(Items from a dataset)

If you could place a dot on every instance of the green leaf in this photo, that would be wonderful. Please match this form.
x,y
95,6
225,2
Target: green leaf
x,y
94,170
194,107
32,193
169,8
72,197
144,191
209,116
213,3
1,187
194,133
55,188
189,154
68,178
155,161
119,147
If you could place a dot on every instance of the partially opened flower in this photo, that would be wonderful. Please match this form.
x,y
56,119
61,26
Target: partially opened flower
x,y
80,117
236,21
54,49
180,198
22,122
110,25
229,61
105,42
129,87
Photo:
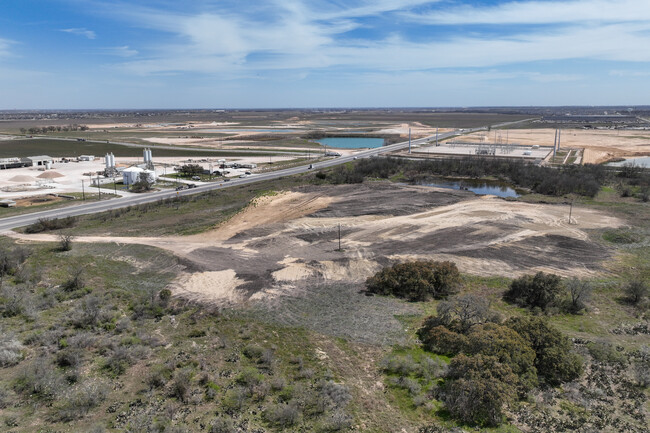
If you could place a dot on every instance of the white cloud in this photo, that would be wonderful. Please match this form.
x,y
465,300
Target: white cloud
x,y
123,51
81,31
541,12
300,35
4,47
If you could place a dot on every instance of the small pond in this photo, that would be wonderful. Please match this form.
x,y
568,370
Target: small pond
x,y
351,142
480,187
639,162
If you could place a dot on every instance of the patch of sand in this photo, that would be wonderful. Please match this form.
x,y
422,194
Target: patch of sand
x,y
293,271
219,286
266,210
599,145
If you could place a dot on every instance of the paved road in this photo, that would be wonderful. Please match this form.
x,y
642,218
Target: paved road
x,y
101,206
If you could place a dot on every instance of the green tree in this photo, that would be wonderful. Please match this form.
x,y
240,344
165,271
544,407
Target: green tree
x,y
143,184
534,291
477,388
509,348
188,170
417,281
555,360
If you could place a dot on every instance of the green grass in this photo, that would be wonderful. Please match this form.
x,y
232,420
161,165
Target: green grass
x,y
63,148
183,216
89,196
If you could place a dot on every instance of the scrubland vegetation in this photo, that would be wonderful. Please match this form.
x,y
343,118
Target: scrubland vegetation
x,y
92,340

— AIM OF THE EXERCISE —
Print all of the records shown above exactly, leaving out each picture.

— TASK SOLUTION —
If you could place a dot on every instance of the green leaf in this photo, that would be wonderful. Please match this form.
x,y
95,6
225,2
Target: green leaf
x,y
94,170
194,107
32,193
169,8
72,197
144,191
209,116
213,3
1,187
194,133
55,188
189,154
68,178
155,161
119,147
If you could place a dot on every instance of the partially opened flower in this photo, that would be wonderful. Please match this form.
x,y
56,119
61,26
Target: partially opened flower
x,y
80,117
236,21
54,49
180,198
22,122
110,25
229,61
105,42
129,87
Photo:
If you could place a dot on every instance of the white cloud in this photo, that would be wonderful. Please match this form.
x,y
465,300
Target: white cloud
x,y
123,51
81,31
541,12
300,35
4,47
If you could place a dot on every instance of the small pond in this photo, that would be wonderful. Please match this form.
x,y
568,370
Target: small pond
x,y
351,142
480,187
639,162
If you could place a dot on every instance of the patch of sand in this photo, that would be wonderful. Please match this form.
x,y
422,194
Target: patch of sand
x,y
293,271
219,286
266,210
599,145
If you could place a dot on every instance of the paved road in this photo, that would be wonderful. Please match this form.
x,y
642,218
Target: paved road
x,y
101,206
If you could place a dot on every instance of the green tree in this photo, that would be wonderful. Please match this form.
x,y
240,344
165,271
544,407
Target: green tree
x,y
143,184
534,291
477,388
509,348
188,170
417,281
555,360
If you could place a dot on every instance of the green grass in this photo, that would be wonderful. Please match this form.
x,y
232,420
161,165
Target: green grass
x,y
63,148
183,216
89,196
If you could place a dot on every instance of the scrubland vegetation in this photo, that would be wonderful. Please match this form.
x,y
343,118
Target: scrubland vegetation
x,y
92,340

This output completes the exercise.